● **Using the information**:
1. In the suite configuration text, which Pydantic model are suite configuration files validated against?
2. Reproduce the suite configuration text word for word, starting at "Suite configuration files" and ending at "SuiteConfig Pydantic model.".

● **Text section**:
□ □ □ □ □ □ □
Suite Configuration¶

Suite configuration files define which benchmarks to run together and how to configure them. Files live in configs/suites/ and are validated against the SuiteConfig Pydantic model.

Schema¶

Field	Type	Required	Description
`suite_name`	`str`	Yes	Unique identifier for the suite
`version`	`str`	No	Semantic version (default: `"1.0.0"`)
`description`	`str`	No	Human-readable description
`tests`	`list[str]`	Yes	Benchmark names to include
`global_config`	`dict`	No	Settings applied to every test (e.g. `runs`)
`sampling_overrides`	`SamplingParams`	No	Override sampling defaults for all tests
`test_overrides`	`dict[str, SuiteOverrides]`	No	Per-test overrides keyed by test name

SuiteOverrides¶

Field	Type	Description
`warmup`	`WarmupConfig`	Override warmup settings for this test
`sampling`	`SamplingParams`	Override sampling parameters for this test
`runs`	`int`	Override the number of runs for this test

SamplingParams¶

Field	Type	Default	Description
`temperature`	`float`	`0.0`	Sampling temperature (0.0--2.0)
`top_p`	`float`	`1.0`	Nucleus sampling threshold (0.0--1.0)
`top_k`	`int`	`50`	Top-k sampling
`max_tokens`	`int`	`2048`	Maximum tokens to generate

Built-in suites¶

quick¶

Smoke test that runs only the throughput benchmark with a single run.

suite_name: quick
version: "1.0.0"
description: "Quick smoke test - runs throughput benchmark only"

tests:
  - throughput

global_config:
  runs: 1

sampling_overrides:
  temperature: 0.0
  max_tokens: 128

standard¶

Full evaluation across all quality and performance benchmarks with three runs per test.

suite_name: standard_benchmarks
version: "1.1.0"
description: "Standard academic benchmarks for LLM evaluation (V1)"

tests:
  - mmlu
  - gsm8k
  - truthfulqa
  - hellaswag
  - throughput
  - latency
  - memory_usage
  - warmup_analysis

global_config:
  runs: 3

sampling_overrides:
  temperature: 0.0
  max_tokens: 2048

test_overrides:
  mmlu:
    runs: 1
  warmup_analysis:
    warmup:
      enabled: false

performance¶

Performance-focused suite that skips quality benchmarks entirely.

suite_name: performance
version: "1.0.0"
description: "Performance-focused benchmark suite"

tests:
  - throughput
  - latency
  - memory_usage
  - warmup_analysis

global_config:
  runs: 3

sampling_overrides:
  temperature: 0.0
  max_tokens: 2048

test_overrides:
  warmup_analysis:
    warmup:
      enabled: false

Creating a custom suite¶

Create a new YAML file in configs/suites/:

suite_name: my_suite
description: "Custom suite for latency testing"

tests:
  - latency
  - throughput

global_config:
  runs: 5

sampling_overrides:
  temperature: 0.0
  max_tokens: 512

Run it with:

kitt run -m /path/to/model -e vllm -s my_suite
□ □ □ □ □ □ □
● **Listed entries**:

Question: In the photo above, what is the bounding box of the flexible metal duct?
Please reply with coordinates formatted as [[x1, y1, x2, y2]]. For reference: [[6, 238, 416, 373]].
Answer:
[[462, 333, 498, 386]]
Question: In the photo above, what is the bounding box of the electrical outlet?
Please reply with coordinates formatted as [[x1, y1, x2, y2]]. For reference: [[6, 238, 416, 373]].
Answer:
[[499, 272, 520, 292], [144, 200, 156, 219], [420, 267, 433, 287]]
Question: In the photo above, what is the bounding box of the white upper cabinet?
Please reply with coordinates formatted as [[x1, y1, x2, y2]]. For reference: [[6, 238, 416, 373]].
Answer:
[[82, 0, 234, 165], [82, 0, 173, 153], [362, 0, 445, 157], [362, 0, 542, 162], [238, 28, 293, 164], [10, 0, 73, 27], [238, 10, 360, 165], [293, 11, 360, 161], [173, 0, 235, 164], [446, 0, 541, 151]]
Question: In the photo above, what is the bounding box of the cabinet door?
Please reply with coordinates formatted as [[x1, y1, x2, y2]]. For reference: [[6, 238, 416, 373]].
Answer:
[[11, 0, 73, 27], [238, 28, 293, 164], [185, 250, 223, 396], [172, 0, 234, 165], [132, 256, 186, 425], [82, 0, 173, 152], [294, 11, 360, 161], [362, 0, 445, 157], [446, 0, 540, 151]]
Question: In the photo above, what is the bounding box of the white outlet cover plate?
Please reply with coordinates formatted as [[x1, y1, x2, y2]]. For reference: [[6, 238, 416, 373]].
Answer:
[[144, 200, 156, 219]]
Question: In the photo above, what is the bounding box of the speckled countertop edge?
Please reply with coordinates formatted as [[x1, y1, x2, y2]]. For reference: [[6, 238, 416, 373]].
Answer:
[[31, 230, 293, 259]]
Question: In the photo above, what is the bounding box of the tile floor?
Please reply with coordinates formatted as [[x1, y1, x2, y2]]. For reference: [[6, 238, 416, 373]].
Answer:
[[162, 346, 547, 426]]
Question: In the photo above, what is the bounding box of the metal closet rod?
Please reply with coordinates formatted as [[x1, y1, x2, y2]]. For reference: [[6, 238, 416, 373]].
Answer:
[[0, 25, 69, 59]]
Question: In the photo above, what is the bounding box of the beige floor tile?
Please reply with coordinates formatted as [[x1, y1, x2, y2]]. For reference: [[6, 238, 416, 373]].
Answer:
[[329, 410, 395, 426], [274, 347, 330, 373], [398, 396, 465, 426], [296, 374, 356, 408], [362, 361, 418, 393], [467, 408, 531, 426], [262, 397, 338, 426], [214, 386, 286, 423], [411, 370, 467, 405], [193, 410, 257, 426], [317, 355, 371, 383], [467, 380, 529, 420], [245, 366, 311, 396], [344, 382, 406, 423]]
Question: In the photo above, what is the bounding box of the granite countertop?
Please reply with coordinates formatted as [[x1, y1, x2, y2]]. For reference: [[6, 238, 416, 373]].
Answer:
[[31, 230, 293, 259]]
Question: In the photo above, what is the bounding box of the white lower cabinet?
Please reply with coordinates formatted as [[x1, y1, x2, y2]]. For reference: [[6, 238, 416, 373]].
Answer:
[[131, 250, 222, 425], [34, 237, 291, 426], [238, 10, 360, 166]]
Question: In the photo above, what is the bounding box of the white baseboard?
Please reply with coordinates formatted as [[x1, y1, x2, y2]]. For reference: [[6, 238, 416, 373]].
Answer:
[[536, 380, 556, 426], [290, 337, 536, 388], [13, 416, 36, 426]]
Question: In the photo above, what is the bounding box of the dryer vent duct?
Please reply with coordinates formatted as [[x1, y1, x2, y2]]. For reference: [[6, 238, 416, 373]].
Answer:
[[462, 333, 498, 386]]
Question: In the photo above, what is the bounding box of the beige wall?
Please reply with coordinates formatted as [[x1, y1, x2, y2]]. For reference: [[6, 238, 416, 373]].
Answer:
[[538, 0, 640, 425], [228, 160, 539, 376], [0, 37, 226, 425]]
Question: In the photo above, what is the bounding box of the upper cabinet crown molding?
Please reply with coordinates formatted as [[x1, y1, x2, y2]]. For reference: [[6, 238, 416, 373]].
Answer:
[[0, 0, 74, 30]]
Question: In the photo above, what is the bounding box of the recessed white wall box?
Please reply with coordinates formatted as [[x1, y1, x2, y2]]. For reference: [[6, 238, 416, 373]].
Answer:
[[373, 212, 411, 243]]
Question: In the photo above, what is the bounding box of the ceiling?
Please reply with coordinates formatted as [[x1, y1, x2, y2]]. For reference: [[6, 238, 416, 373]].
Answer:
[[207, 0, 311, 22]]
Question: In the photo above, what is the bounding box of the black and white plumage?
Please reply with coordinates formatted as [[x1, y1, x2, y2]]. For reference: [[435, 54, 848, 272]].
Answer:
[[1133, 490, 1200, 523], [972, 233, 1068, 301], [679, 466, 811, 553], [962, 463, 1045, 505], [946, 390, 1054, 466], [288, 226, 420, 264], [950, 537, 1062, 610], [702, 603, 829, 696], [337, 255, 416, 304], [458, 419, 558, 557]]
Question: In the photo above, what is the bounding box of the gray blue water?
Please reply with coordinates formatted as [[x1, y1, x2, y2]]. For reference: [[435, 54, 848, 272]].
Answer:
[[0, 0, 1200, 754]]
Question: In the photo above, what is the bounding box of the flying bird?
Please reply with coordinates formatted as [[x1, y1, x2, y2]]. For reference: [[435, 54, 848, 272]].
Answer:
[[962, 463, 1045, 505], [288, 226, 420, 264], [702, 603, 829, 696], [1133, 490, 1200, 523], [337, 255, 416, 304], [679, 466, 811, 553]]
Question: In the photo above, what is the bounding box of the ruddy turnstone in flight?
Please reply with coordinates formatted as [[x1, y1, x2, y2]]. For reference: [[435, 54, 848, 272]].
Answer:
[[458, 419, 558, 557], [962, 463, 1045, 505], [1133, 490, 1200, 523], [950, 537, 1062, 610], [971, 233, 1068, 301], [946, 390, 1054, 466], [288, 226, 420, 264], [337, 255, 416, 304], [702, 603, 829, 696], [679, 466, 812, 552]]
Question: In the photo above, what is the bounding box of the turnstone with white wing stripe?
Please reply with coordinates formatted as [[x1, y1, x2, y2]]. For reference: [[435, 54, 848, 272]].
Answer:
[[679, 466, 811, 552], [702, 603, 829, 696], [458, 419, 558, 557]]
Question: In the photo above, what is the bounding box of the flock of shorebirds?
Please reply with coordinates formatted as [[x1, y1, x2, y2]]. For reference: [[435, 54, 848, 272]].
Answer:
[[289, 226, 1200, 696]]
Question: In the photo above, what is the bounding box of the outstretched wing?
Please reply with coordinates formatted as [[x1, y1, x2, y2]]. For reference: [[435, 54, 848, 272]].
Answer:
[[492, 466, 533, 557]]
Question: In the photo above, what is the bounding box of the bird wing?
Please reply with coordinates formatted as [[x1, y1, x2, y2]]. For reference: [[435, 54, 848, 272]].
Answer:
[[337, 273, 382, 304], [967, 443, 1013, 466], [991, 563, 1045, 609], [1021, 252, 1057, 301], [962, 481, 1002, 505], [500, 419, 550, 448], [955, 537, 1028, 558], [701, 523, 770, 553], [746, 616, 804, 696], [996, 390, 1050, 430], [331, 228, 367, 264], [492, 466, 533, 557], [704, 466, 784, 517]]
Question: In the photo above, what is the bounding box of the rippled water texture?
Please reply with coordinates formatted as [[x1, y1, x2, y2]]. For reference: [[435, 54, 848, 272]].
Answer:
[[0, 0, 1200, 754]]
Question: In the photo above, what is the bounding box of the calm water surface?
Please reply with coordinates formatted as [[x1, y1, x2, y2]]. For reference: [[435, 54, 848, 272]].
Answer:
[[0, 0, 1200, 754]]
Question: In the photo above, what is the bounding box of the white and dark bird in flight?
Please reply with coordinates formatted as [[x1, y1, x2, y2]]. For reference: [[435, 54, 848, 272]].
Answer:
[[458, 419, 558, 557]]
□ □ □ □ □ □ □
● **Answers by item**:
1. The SuiteConfig model.

2.
Suite configuration files define which benchmarks to run together and how to configure them. Files live in configs/suites/ and are validated against the SuiteConfig Pydantic model.